# Page text
Work out which data connects to which objects. (Customer name belongs to a customer)
Work out how the main objects connect to each other (Salesperson sold order to Customer)
Once you have these, you have a good object model of what you're after. The next step is to look at the connections. For example:
Each customer has only one name.
Each product can be sold multiple times to anybody
Each order has only one salesperson and one customer.
Once you've worked that out, you want to try something called normalization, which is the art of getting this collection of data into a list of tables, still minimizing redundancy. (The idea is, a one-to-one (customer name) is stored in the table with the customer ID, many to one, one to many and many to many are stored in separate tables with certain rules)
That's pretty much the gist of it, if you ask for it, I'll scan an example sheet from my workflow for you.
Maybe I can provide some advices based on my own experience
unless very specific usage (like fulltext index), use the InnoDB tables engine (transactions, row locking etc...)
specify the default encoding - utf8 is usually a good choice
fine tune the server parameters (*key_buffer* etc... a lot of material on the Net)
draw your DB scheme by hand, discuss it with colleagues and programmers
define data types based not only on the programs usage, but also on the join queries (faster if types are equal)
create indexes based on the expected necessary queries, also to be discussed with programmers
plan a backup solution (based on DB replication, or scripts etc...)
user management and access, grant only the necessary access rights, and create a read-only user to be used by most of queries, that do not need write access
define the server scale, disks (raid?), memory, CPU
Here are also some tips to use and create a database.
I can recomend you the first chapter of this book: An Introduction to Database Systems, it may help you organize your ideas, and I certainly recomend not using 5th normal form but using 4th, this is very important.
If I could only give you one piece of advice, that would be to generate test data at similar volumes as production and benchmark the main queries.
Just make sure that the data distribution is realistic. (Not all people are named "John", and not all people have unique names. Not all people give their phone nr, and most people won't have 10 phone numbers either).
Also, make sure that the test data doesn't fit into RAM (unless you expect the production data volumes to do too).
Let's say I want to build a gaming website and I have many game sections. They ALL have a lot of data that needs to be stored. Is it better to make one database with a table representing each game or have a database represent each section of the game? I'm pretty much expecting a "depends" kind of answer.
Managing 5 different databases is going to be a headache. I would suggest using one database with 5 different tables. Aside from anything else, I wouldn't be surprised to find you've got some common info between the 5 - e.g. user identity.
Note that your idea of "a lot of data" may well not be the same as the database's... databases are generally written to cope with huge globs of data.
Depends.
Just kidding. If this is one project and the data are in any way related to each other I would always opt for one database absent a specific and convincing reason for doing otherwise. Why? Because I can't ever remember thinking to myself "Boy, I sure wish it were harder to see that information."
While there is not enough information in your question to give a good answer, I would say that unless you foresee needing data from two games at the same time for the same user (or query), there is no reason to combine databases.
You should probably have a single database for anything common, and then create independent databases for anything unique. Databases, like code, tend to end up evolving in different directions for different applications. Keeping them together may lead you to break things or to be more conservative in your changes.

(Point labeling data excerpts)
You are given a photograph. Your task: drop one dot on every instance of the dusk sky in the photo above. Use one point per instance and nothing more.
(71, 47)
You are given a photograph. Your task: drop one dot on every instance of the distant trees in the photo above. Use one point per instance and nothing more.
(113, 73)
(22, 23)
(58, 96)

# Goal
From the database design text, return the passage starting at "user management and" and ending at "is very important.", copied word for word.

# Reply
user management and access, grant only the necessary access rights, and create a read-only user to be used by most of queries, that do not need write access
define the server scale, disks (raid?), memory, CPU
Here are also some tips to use and create a database.
I can recomend you the first chapter of this book: An Introduction to Database Systems, it may help you organize your ideas, and I certainly recomend not using 5th normal form but using 4th, this is very important.